● **Text under study**
★ ★ ★ ★ ★
ROCHESTER, N.Y. (WROC) — Hand, foot, and mouth disease is spreading quickly from child to child which makes taking them to school a bit difficult.
News 8 spoke with Golisano Hospital Professor of Pediatrics Neil Herendeen about what this virus is, how it affects children, and when they can go back to their routine.
What is hand, foot, and mouth disease (HFMD)?
HFMD refers to where the virus shows itself. It’s actually a Coxsackievirus that causes blister like rashes on the hand, feet, or mouth leading to discomfort. HFMD is generally a summer virus but this year and last there’s been outbreaks during colder months.
“We’re currently seeing a fair number of kids coming in with a rash, fever, sore throat,” said Professor Herendeen.
How does HFMD spread?
Unlike some viruses that require kissing to spread, HFMD requires less contact.
“This one can be transmitted from any kind of bodily fluid. So, at daycare centers it’s coughing, sneezing, licking, stooling, diaper changing,” said Professor Herendeen.
Is HFMD limited to kids or can adults get it too?
Unfortunately for adults, they can get HFMD too. However, they most likely had the virus as children, so their body is better at fighting off the infection with less symptoms. Professor Herendeen says that for adults the most prominent symptom is usually a sore throat.
What can parents do to prevent their kids from getting HFMD?
★ ★ ★ ★ ★
● **Given entries**
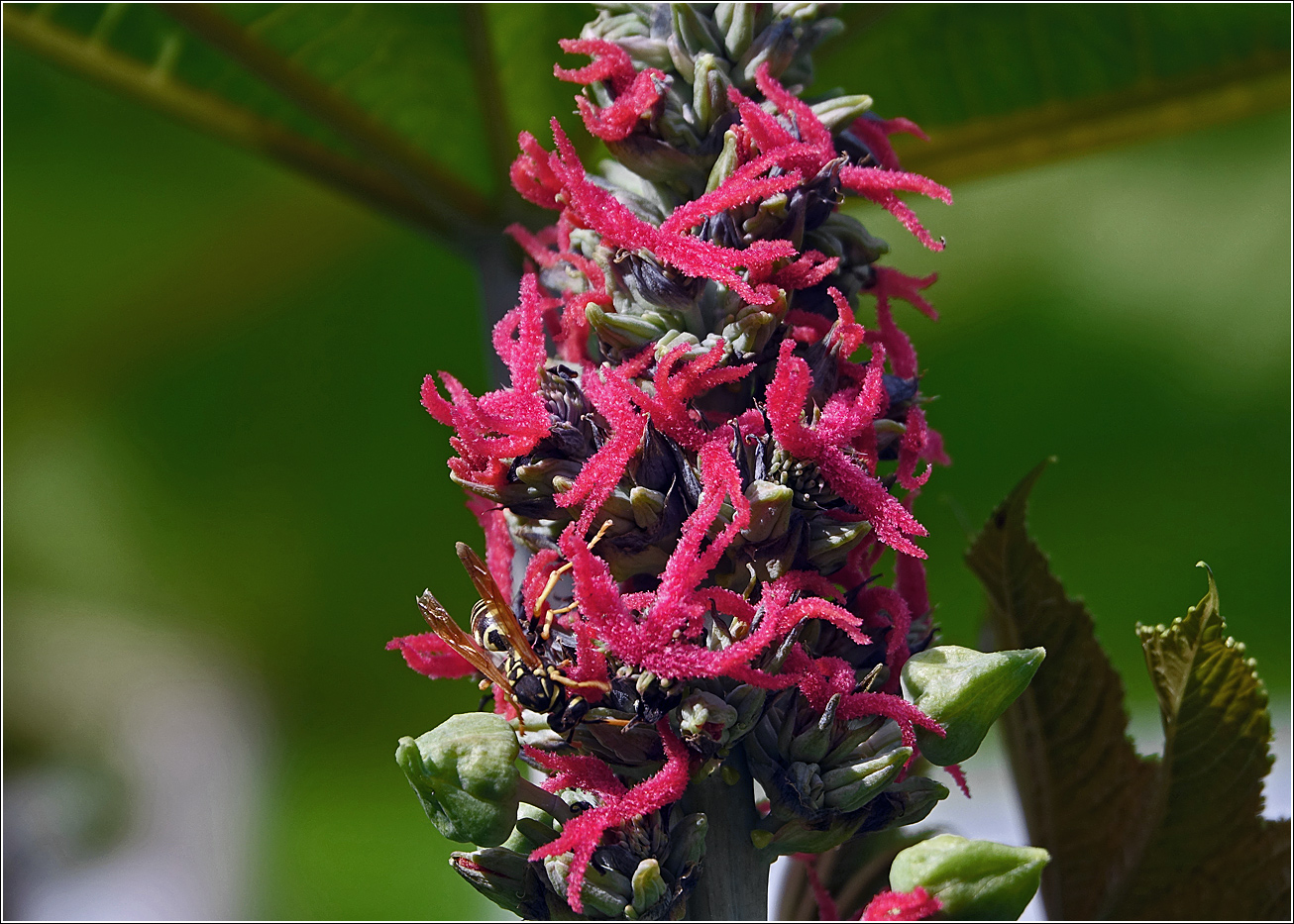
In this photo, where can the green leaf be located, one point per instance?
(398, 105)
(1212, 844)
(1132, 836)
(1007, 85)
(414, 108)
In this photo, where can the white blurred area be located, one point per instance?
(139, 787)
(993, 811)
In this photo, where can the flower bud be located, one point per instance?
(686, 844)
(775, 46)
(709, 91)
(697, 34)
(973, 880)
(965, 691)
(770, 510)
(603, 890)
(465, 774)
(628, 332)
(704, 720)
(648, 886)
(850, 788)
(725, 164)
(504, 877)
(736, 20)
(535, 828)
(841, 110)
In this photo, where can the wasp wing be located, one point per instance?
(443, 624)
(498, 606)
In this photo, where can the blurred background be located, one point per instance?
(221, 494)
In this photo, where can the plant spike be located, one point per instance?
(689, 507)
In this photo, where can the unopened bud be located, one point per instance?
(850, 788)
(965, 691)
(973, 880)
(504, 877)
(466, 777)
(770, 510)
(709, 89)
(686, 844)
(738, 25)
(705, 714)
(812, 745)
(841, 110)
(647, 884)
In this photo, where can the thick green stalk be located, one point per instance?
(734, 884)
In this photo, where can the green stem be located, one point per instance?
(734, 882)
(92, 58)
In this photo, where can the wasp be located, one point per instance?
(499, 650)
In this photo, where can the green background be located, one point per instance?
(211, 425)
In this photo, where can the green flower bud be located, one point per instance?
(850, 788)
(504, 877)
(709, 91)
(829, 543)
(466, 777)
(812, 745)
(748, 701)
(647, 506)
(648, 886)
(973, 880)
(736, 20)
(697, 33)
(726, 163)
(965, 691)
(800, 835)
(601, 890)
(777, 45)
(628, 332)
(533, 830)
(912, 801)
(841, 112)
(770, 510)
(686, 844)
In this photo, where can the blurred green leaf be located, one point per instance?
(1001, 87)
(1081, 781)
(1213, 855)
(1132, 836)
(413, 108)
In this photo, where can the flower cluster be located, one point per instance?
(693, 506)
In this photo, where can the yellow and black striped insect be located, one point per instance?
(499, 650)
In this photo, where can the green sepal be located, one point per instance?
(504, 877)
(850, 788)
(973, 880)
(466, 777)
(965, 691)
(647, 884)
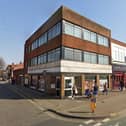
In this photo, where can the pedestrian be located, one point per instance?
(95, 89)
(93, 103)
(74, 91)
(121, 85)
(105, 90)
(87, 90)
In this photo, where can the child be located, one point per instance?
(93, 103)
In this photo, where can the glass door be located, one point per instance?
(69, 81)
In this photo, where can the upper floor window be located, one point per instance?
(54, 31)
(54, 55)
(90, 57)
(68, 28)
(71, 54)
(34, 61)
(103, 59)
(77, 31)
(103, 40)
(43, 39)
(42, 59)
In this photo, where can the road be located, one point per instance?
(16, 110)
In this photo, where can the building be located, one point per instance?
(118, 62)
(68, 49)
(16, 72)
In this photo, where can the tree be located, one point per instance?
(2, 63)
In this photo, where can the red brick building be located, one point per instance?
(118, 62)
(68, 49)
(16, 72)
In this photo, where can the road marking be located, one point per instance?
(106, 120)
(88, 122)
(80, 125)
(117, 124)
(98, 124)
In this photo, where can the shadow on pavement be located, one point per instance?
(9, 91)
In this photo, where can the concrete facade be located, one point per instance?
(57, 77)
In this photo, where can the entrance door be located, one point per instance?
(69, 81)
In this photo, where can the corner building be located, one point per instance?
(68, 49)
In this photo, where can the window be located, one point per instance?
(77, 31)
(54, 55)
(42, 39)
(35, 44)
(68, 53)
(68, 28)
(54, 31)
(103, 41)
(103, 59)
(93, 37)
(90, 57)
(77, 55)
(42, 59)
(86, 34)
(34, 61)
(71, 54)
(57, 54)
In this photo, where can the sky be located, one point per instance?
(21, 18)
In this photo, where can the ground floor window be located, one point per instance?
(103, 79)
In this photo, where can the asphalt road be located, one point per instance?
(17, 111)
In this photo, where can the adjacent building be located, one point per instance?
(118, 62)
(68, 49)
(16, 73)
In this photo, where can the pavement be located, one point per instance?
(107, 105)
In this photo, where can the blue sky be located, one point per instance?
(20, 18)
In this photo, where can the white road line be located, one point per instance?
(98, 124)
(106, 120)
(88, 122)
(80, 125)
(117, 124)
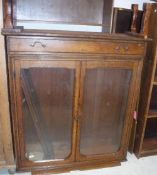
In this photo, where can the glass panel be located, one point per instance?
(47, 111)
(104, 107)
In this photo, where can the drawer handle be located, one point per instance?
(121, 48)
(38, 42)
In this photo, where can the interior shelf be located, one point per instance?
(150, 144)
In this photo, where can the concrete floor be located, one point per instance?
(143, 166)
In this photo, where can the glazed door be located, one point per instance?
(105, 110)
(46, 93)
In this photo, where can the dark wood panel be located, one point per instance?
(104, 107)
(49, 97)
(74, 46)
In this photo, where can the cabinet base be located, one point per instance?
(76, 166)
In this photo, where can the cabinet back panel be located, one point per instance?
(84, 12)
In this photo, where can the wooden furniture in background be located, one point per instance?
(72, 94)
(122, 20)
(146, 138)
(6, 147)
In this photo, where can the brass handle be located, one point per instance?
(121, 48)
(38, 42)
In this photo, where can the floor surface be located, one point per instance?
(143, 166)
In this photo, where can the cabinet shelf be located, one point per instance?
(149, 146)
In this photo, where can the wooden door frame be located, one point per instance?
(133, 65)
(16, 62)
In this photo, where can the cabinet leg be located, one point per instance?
★ ★ ★ ★ ★
● **Exercise instructions**
Continue the article on hand, foot, and mouth disease from the point where it stops. The rows have nothing to do with the article on hand, foot, and mouth disease.

● **Answer for this exercise**
Professor Herendeen says that the only way to truly keep your kids away from the virus is to “put them in a bubble.” But since you can’t keep them away from everything and everyone, he says that you can do your best to employ hygienic best practices like washing your hands frequently.
When can your child go back to daycare after getting HFMD?
The answer to when your child can go back to their routine isn’t very definitive.
“When the blisters are first starting up it’s going to be two days of getting blisters and then you’re still contagious probably for the rest of that week up to five or six day. But you don’t necessarily need to wait until all the blisters are gone to get back into daycare,” said Professor Herendeen. “We don’t have an absolute mandatory time that you have to be home but at least until the fever’s gone and that most of the blisters have stopped spreading.”